begin Working data
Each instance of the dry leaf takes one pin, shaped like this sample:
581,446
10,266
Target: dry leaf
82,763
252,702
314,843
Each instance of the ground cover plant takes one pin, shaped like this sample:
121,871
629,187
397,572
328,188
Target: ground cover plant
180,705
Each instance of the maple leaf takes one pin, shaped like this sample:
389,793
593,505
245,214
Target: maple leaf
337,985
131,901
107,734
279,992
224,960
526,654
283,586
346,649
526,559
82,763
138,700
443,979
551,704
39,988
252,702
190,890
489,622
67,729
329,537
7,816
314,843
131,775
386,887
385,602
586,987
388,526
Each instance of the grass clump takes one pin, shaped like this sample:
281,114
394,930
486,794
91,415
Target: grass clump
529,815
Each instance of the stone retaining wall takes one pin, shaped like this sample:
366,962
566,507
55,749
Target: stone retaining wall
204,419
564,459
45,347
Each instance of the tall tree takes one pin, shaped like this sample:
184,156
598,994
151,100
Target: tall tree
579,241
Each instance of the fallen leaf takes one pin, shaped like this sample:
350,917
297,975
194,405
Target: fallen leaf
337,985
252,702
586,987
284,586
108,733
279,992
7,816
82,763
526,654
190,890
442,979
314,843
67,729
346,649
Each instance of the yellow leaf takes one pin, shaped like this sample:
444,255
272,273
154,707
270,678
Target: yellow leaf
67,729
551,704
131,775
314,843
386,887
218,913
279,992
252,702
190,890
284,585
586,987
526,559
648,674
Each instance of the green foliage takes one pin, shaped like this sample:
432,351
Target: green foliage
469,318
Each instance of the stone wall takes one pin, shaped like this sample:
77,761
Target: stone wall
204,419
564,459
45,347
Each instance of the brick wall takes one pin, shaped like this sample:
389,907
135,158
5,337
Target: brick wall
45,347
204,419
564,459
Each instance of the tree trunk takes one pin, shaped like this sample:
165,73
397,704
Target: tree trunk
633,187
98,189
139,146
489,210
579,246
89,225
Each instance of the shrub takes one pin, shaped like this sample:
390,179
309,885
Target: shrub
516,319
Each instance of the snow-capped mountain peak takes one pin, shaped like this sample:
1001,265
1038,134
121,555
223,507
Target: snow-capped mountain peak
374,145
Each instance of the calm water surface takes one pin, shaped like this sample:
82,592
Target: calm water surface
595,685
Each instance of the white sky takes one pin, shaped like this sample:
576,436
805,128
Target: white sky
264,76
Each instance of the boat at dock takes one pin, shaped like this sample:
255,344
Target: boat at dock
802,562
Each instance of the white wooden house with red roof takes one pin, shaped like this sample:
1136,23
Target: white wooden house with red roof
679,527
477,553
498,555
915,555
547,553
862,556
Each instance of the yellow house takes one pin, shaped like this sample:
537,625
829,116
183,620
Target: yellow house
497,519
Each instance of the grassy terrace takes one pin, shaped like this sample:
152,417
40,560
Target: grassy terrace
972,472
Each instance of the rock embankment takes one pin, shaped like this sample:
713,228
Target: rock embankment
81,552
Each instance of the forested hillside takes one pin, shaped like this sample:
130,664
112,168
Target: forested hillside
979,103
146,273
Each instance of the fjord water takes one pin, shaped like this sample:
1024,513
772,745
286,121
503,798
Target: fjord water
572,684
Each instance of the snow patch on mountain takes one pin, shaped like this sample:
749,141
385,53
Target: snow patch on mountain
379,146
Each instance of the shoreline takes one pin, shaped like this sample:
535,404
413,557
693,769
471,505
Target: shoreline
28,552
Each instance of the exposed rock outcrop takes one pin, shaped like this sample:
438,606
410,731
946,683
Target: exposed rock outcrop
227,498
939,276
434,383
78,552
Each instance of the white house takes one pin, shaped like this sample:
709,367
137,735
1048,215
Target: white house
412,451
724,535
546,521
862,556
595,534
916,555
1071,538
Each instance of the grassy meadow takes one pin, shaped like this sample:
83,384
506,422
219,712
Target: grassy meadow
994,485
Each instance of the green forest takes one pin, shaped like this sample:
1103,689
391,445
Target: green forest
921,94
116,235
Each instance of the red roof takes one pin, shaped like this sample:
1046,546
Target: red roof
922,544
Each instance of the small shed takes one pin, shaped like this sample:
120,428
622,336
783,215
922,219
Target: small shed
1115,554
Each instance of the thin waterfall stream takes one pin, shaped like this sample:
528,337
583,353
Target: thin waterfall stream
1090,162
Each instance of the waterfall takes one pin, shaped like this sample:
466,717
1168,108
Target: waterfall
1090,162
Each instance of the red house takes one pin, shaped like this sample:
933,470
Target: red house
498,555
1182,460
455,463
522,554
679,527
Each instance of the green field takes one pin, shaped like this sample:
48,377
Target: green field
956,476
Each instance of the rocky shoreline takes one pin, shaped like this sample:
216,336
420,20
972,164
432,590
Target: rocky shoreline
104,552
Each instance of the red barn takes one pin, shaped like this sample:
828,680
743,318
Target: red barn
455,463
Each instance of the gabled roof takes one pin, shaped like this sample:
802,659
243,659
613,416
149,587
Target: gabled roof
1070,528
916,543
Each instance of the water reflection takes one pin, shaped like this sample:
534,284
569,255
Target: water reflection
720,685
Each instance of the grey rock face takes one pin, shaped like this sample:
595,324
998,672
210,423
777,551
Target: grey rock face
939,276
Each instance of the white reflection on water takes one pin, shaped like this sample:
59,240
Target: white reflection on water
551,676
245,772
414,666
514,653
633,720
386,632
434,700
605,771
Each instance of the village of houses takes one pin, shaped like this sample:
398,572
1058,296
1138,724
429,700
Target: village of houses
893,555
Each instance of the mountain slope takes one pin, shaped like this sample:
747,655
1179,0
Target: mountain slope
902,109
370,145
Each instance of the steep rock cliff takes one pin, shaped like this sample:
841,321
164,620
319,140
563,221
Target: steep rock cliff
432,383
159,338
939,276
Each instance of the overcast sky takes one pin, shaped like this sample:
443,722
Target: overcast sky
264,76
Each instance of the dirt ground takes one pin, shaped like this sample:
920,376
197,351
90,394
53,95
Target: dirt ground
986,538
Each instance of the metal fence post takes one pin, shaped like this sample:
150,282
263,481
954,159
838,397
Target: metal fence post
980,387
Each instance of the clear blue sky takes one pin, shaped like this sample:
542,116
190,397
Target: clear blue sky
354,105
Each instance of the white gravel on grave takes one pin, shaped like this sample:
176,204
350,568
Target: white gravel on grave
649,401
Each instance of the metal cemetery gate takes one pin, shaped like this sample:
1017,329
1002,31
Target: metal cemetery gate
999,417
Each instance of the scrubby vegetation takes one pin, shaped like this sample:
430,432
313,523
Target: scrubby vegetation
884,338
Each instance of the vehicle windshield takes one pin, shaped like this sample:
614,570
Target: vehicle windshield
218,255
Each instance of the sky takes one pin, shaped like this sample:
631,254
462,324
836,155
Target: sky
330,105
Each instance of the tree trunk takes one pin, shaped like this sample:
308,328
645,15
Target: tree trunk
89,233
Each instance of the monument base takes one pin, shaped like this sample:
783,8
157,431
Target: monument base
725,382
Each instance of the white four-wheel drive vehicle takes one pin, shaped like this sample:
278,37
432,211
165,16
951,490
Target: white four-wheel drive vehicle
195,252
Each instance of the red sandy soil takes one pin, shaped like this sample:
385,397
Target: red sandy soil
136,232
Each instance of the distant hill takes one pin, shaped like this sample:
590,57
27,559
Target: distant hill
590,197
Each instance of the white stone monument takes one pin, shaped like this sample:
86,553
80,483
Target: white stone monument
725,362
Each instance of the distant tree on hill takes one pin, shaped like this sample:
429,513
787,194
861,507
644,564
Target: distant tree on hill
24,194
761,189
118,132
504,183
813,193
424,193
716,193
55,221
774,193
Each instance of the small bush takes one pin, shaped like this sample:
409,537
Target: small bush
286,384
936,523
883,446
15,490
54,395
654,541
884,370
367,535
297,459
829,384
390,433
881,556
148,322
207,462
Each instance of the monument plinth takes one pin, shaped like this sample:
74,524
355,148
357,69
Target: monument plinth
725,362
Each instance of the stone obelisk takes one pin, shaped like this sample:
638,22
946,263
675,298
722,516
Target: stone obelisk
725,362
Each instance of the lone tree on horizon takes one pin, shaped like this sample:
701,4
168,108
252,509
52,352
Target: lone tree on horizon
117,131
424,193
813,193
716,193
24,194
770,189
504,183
end Working data
-- The request --
Swap "plinth" for "pedestal" in the stretch from the line containing "Each instance of the monument plinth" through the end of the items, leaving all else unchanged, and give back only those lines.

-- Written solution --
Each instance of the monument pedestal takes one pin, shaped like this sample:
74,524
355,148
357,69
Target: monument pedestal
725,362
Each instance of the stone obelisk takes one pin, shaped like this sample:
638,22
946,263
675,298
722,516
Target: stone obelisk
725,362
Each instance of the lone tree on horizon takes one pin, shaped like this sample:
701,4
168,108
252,509
52,352
Target: lone tree on horizon
117,131
424,193
813,193
716,193
24,194
770,189
504,183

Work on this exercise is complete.